- _Saved entries_
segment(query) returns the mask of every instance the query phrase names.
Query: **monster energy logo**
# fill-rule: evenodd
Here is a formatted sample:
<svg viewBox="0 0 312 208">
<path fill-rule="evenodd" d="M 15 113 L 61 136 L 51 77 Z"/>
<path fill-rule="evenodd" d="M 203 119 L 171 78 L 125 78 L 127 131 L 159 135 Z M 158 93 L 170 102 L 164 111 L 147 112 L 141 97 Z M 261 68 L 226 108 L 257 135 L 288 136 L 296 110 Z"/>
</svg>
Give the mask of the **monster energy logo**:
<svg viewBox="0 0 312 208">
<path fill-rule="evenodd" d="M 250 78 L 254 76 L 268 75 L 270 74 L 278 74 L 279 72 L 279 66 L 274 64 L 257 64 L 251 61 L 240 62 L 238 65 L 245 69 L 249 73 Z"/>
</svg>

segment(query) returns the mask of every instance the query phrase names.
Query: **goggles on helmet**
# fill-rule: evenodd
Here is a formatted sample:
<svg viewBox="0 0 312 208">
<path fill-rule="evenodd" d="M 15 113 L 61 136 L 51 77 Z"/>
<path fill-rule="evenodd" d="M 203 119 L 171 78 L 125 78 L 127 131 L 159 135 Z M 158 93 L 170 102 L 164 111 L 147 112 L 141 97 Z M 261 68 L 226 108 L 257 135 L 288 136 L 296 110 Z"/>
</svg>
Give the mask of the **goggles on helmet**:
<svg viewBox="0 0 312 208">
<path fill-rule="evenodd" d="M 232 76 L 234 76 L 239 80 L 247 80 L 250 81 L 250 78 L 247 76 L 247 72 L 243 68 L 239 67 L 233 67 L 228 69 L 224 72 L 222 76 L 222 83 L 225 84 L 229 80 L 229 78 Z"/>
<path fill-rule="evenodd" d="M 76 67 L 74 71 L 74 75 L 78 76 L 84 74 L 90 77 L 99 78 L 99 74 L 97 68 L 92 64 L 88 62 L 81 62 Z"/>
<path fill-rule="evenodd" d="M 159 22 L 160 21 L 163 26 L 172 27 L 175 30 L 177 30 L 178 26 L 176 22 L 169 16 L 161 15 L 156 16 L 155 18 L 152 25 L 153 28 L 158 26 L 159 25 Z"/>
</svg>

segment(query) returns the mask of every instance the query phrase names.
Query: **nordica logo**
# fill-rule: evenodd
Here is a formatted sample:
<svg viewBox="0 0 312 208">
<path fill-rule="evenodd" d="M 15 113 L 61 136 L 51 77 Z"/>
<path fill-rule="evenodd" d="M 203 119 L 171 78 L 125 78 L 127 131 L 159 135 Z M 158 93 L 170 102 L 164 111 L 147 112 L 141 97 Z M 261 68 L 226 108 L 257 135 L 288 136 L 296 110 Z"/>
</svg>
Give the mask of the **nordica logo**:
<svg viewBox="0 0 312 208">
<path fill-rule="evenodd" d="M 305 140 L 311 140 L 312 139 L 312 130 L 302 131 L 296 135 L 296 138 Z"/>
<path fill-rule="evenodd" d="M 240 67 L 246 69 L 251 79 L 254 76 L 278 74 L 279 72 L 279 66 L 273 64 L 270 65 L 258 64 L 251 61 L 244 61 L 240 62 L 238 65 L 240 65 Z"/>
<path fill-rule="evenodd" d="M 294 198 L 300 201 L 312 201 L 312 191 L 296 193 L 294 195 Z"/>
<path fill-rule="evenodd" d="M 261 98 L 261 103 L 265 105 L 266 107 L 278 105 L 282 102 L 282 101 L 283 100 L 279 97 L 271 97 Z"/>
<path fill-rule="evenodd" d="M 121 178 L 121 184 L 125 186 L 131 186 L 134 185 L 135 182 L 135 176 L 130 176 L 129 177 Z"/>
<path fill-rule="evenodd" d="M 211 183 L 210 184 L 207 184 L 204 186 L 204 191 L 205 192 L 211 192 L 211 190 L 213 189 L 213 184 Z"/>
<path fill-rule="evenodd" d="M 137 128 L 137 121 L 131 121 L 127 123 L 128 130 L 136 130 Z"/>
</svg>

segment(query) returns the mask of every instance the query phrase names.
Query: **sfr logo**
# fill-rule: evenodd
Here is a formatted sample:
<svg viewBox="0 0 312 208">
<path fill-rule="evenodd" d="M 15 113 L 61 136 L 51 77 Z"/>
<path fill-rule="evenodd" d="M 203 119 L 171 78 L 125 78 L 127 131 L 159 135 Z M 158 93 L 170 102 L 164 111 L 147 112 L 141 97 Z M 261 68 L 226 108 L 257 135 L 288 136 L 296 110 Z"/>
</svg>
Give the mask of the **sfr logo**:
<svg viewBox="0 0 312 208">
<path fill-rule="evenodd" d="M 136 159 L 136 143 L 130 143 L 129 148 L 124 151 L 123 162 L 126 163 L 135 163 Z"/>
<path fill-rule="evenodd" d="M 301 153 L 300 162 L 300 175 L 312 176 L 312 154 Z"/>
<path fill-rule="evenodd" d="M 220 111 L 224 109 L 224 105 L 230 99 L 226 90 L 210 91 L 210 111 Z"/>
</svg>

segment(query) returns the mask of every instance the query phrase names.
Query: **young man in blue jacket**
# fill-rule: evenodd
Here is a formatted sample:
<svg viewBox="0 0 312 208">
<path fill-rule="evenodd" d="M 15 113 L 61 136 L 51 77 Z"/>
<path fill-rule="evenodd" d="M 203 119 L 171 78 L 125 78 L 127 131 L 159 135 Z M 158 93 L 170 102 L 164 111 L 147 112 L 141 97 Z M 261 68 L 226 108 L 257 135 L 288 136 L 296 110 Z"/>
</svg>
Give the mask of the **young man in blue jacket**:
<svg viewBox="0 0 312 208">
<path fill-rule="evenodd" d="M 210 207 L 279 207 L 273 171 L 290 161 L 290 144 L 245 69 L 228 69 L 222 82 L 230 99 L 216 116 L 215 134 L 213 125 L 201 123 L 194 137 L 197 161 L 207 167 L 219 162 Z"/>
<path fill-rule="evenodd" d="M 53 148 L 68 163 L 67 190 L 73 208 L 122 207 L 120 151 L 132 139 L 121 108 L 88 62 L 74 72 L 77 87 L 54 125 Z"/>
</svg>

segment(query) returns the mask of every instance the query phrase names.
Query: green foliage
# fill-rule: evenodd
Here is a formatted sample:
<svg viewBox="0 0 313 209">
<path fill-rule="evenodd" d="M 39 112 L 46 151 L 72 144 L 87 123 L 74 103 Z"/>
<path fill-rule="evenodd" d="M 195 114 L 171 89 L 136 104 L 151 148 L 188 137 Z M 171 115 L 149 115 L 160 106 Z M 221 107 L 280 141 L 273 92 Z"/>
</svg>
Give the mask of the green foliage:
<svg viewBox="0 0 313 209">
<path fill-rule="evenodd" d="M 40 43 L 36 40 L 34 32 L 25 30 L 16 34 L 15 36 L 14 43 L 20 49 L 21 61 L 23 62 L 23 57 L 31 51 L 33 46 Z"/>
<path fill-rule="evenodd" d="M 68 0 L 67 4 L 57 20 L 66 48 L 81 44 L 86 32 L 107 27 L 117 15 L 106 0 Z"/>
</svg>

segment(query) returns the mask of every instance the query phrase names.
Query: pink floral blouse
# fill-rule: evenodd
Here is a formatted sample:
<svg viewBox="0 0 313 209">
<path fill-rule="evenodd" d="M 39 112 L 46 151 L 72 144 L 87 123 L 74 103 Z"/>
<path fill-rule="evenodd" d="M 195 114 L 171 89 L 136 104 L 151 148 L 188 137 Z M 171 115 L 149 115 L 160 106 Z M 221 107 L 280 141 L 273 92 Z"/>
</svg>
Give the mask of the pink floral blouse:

- _TASK BRIEF_
From the data above, pick out each line containing the string "young" and copy those lines out. Matching is case-sensitive.

- _WORKED ANSWER_
Query: **young man in blue jacket**
Give the mask of the **young man in blue jacket**:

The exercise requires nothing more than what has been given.